WHAT YOU ARE ASKED TO DO: Please give the entries again, starting at the line containing "the black lace" and ending at the end of the entries, with "shaded sand area" swapped for "shadowed sand area" and everything else unchanged. Leave the pictures out of your answer.

^^^^^^^^^^^^^^^^

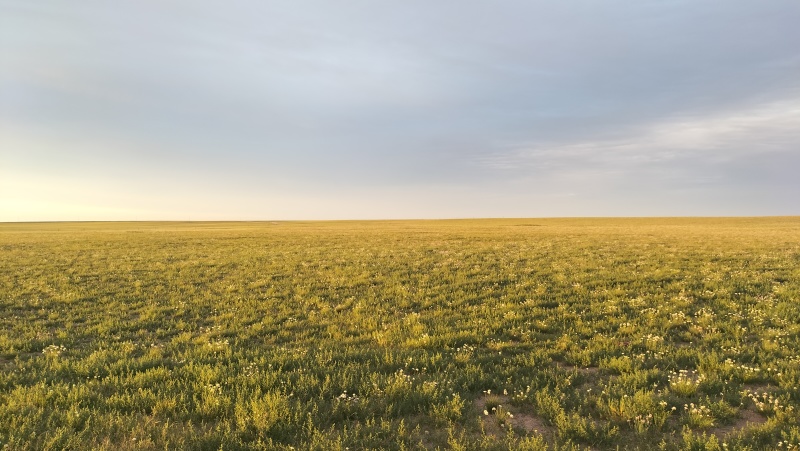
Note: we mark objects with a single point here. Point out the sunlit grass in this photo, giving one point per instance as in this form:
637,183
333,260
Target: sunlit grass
476,334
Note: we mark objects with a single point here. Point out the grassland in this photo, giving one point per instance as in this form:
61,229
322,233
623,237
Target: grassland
488,334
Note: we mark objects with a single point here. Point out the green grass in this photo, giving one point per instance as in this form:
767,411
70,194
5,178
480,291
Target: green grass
477,334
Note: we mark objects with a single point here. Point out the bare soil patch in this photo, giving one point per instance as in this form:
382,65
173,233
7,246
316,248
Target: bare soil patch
519,419
746,418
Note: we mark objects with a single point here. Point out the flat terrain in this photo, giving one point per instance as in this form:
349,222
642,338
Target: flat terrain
477,334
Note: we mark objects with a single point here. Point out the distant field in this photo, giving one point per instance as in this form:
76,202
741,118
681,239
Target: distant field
476,334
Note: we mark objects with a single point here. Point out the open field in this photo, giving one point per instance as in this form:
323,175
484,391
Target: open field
485,334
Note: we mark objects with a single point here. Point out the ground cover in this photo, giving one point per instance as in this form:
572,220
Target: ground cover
478,334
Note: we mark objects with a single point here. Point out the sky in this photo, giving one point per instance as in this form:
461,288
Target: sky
365,109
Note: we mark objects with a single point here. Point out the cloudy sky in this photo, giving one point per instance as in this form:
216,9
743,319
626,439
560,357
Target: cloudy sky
249,109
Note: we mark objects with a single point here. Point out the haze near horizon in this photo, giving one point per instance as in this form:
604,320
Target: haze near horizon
362,110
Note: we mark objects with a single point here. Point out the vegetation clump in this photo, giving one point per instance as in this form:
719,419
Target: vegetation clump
483,334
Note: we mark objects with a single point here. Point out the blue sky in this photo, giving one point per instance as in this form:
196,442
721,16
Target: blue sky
397,109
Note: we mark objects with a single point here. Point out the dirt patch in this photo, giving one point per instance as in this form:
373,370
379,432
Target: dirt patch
760,388
497,414
585,371
746,418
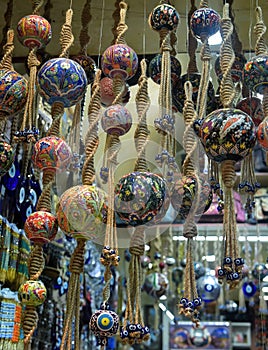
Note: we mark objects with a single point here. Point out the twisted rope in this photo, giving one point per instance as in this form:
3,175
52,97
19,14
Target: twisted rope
6,62
142,133
227,57
85,19
66,35
260,30
36,5
92,138
122,27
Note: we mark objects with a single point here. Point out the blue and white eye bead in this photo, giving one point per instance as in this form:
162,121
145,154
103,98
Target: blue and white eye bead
197,302
227,261
184,301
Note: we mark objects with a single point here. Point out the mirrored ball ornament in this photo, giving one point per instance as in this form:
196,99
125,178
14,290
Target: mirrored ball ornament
41,227
116,120
13,92
139,197
62,80
204,23
164,16
32,293
119,59
82,212
34,31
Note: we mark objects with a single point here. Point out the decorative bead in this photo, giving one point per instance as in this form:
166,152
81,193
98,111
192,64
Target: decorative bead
13,92
51,152
7,155
41,227
178,92
256,73
32,293
88,64
140,197
226,134
155,69
208,288
116,120
104,323
34,31
262,134
204,23
107,93
62,80
82,212
164,16
119,60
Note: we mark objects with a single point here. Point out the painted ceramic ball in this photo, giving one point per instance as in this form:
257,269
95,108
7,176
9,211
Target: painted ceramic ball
226,134
7,156
88,64
13,92
183,195
208,288
119,59
32,293
82,212
34,31
116,120
51,152
155,69
107,93
220,338
178,93
253,107
199,337
104,323
204,23
155,284
139,196
256,73
237,68
164,16
262,134
62,80
41,227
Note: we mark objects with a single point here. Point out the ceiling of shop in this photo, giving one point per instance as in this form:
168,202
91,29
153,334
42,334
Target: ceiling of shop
103,16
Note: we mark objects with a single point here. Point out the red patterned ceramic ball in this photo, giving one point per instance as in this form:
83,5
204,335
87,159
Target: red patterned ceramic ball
82,212
51,152
204,23
119,59
41,227
13,92
164,16
107,93
262,134
116,120
32,293
7,155
34,31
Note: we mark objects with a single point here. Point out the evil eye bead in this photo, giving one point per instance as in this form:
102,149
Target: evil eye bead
239,262
227,261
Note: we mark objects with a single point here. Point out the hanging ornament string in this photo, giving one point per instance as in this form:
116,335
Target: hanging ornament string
190,303
192,43
133,329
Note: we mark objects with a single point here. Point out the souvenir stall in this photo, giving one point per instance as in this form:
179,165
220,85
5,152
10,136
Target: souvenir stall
133,175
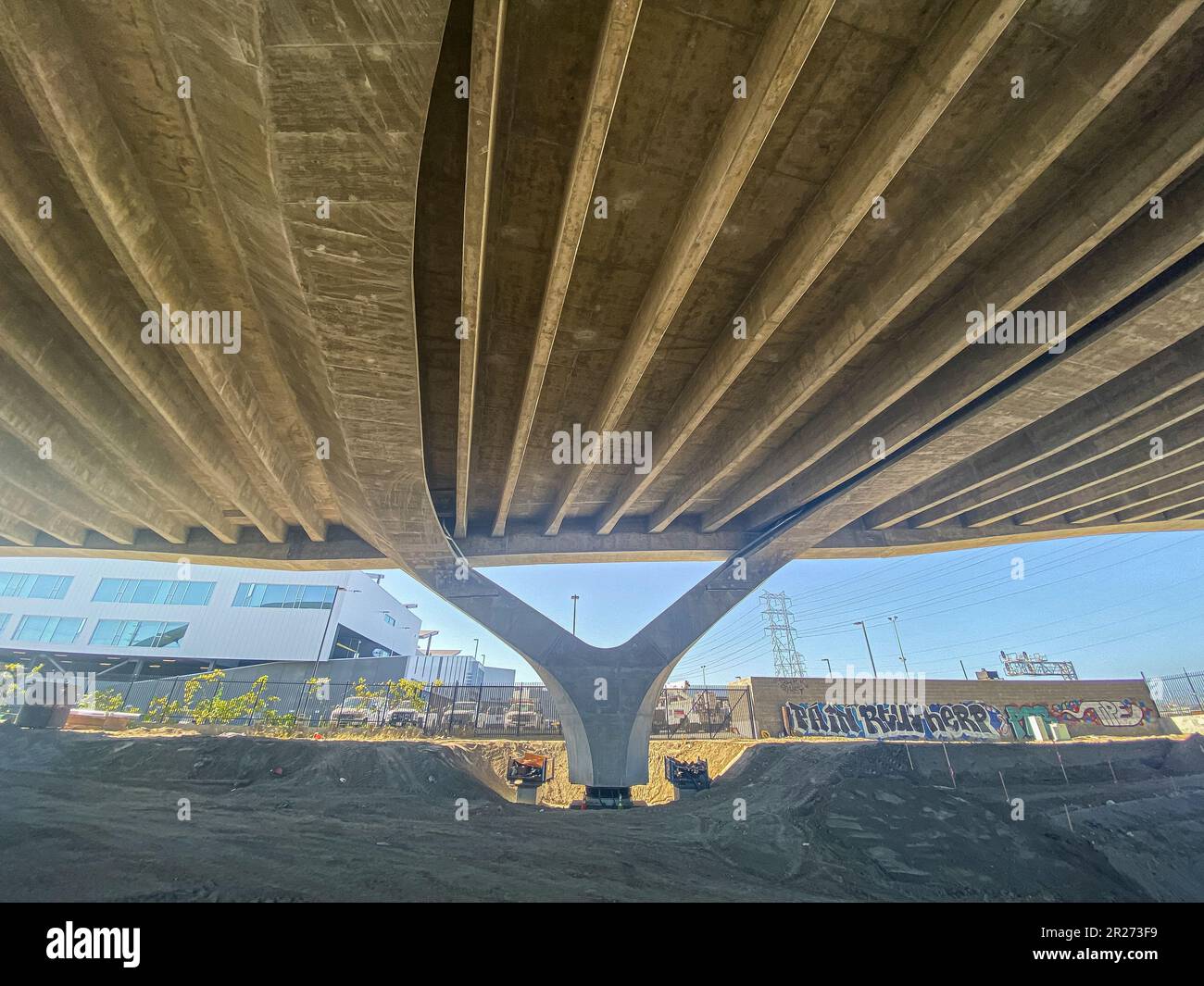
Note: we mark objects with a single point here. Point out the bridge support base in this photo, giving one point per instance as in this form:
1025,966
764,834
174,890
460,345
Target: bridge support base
606,697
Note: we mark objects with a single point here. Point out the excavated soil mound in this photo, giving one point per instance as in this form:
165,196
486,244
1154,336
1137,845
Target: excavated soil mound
719,754
104,818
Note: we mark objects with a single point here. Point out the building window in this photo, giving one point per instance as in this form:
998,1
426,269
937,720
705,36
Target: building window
34,586
261,595
49,630
161,592
137,633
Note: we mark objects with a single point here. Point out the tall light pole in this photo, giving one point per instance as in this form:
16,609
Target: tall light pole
862,625
895,622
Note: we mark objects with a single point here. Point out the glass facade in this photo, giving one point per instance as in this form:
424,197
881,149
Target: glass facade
49,630
34,586
137,633
272,596
161,592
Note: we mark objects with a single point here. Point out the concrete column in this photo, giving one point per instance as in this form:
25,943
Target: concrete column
606,696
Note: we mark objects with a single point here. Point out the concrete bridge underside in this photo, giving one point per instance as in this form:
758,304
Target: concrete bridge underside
452,231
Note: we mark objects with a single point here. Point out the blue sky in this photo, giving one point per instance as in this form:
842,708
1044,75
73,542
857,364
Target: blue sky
1115,605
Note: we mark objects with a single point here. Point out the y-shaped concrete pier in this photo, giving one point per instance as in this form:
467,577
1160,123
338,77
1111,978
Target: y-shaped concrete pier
606,696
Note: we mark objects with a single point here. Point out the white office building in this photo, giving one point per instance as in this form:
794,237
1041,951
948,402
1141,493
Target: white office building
161,619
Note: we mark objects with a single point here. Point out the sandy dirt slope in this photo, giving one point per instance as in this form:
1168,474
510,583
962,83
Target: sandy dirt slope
95,818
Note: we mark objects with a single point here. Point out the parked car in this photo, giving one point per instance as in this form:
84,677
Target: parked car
359,710
402,716
524,716
492,718
461,716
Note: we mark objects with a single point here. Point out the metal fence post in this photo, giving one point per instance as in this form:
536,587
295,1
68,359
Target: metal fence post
125,700
171,696
254,701
1191,684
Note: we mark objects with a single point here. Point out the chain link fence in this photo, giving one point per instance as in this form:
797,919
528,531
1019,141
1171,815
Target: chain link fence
461,710
1178,693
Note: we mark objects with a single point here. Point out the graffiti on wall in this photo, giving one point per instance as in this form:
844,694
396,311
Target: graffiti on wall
1123,714
958,720
955,720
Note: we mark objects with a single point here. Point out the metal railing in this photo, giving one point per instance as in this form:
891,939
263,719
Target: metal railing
464,710
1178,693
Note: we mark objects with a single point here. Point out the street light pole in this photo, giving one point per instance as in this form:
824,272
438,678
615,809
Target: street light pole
862,625
895,622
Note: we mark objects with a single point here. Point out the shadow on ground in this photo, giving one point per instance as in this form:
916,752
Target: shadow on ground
95,818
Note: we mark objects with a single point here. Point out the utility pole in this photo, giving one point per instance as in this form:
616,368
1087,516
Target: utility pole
779,621
872,665
895,622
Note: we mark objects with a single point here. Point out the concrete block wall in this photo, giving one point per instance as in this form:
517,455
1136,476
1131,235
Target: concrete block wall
954,709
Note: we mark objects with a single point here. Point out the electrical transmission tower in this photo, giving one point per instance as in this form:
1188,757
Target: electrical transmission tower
779,620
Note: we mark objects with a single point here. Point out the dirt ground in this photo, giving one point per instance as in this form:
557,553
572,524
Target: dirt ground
96,818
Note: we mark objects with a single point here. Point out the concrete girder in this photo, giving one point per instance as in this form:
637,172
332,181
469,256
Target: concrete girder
1079,223
41,516
779,59
103,317
608,67
606,696
39,345
23,468
1184,516
1121,265
484,81
16,530
931,81
65,99
1166,384
31,416
1114,345
241,179
982,196
1119,473
1145,501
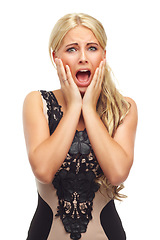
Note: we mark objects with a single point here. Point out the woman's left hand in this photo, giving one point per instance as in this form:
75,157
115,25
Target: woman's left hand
93,91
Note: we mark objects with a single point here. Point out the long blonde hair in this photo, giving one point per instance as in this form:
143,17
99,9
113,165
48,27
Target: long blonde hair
112,106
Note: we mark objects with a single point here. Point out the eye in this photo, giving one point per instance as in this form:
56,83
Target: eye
72,49
92,48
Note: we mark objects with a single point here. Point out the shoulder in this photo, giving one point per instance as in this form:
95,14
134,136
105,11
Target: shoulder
32,96
132,115
32,103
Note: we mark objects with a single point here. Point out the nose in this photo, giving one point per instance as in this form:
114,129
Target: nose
83,57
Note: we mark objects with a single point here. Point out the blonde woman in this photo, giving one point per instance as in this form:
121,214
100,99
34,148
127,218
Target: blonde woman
80,138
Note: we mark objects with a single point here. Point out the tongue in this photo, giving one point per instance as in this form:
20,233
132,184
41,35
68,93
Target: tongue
82,76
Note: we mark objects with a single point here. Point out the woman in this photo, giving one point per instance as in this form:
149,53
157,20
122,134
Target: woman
80,138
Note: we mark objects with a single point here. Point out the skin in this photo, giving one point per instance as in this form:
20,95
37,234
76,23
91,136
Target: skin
79,50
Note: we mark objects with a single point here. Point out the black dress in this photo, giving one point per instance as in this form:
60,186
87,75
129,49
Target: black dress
74,206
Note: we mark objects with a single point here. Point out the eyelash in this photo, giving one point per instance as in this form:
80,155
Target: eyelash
73,49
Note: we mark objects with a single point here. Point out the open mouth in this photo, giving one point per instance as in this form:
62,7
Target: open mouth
83,76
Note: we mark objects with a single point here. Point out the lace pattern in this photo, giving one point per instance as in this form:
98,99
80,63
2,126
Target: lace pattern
75,180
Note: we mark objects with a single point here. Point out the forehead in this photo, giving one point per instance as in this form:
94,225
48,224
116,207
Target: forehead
79,34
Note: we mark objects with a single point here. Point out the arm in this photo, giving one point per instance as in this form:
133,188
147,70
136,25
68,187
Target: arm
46,153
115,155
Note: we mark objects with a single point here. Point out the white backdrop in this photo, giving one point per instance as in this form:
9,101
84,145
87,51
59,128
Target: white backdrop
133,53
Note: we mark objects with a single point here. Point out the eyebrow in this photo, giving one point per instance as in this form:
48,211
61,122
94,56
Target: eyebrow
90,43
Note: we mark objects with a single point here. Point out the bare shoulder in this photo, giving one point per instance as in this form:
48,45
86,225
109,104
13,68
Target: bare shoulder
32,97
132,116
32,105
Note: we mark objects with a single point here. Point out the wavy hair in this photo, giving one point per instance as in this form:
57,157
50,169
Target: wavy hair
111,106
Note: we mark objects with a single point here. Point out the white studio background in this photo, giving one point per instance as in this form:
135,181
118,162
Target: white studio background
133,53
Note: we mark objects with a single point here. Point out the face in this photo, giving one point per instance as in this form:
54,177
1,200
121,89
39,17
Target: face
81,51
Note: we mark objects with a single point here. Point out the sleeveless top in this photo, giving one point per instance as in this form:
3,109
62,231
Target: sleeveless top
74,200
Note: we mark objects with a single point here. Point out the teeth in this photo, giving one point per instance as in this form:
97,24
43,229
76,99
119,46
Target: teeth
83,70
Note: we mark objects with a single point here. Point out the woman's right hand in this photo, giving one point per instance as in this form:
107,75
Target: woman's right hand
69,88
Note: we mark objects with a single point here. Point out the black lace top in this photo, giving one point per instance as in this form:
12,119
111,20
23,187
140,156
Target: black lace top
75,180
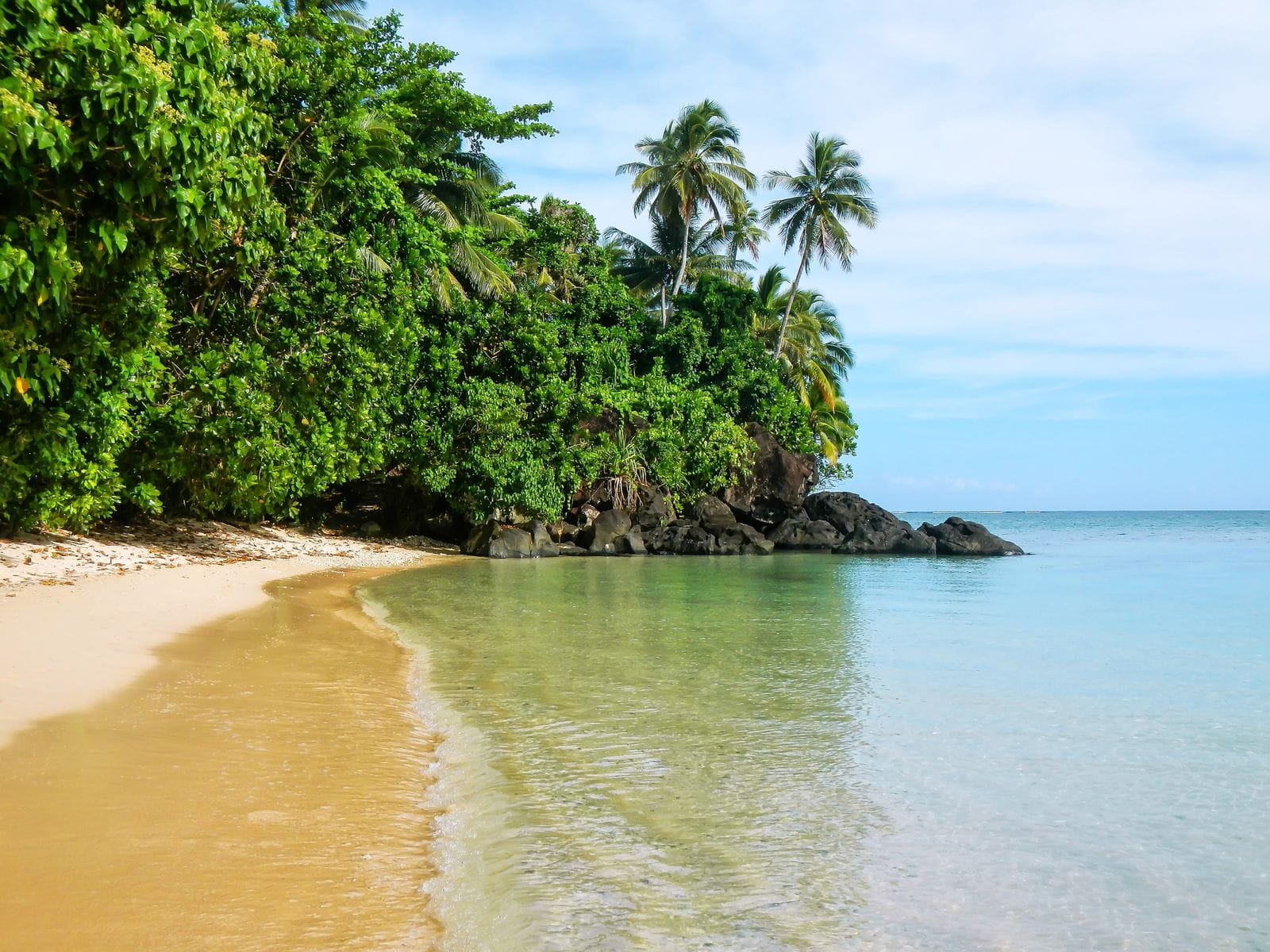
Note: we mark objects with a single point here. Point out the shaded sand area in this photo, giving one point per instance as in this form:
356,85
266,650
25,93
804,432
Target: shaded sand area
260,786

^^^^^^^^^^^^^^^^

TASK OUTPUT:
Note: we mark objects with a single point here. Point out the black lace top in this photo, giving one point per instance as in this form:
12,119
111,20
23,187
140,156
Target: black lace top
75,180
Note: we mark objects with a single point here. Point out the shadowed sand area in this photo, giving one point per instance as in this form:
356,85
266,650
25,93
804,432
Target: shadowed sand area
260,786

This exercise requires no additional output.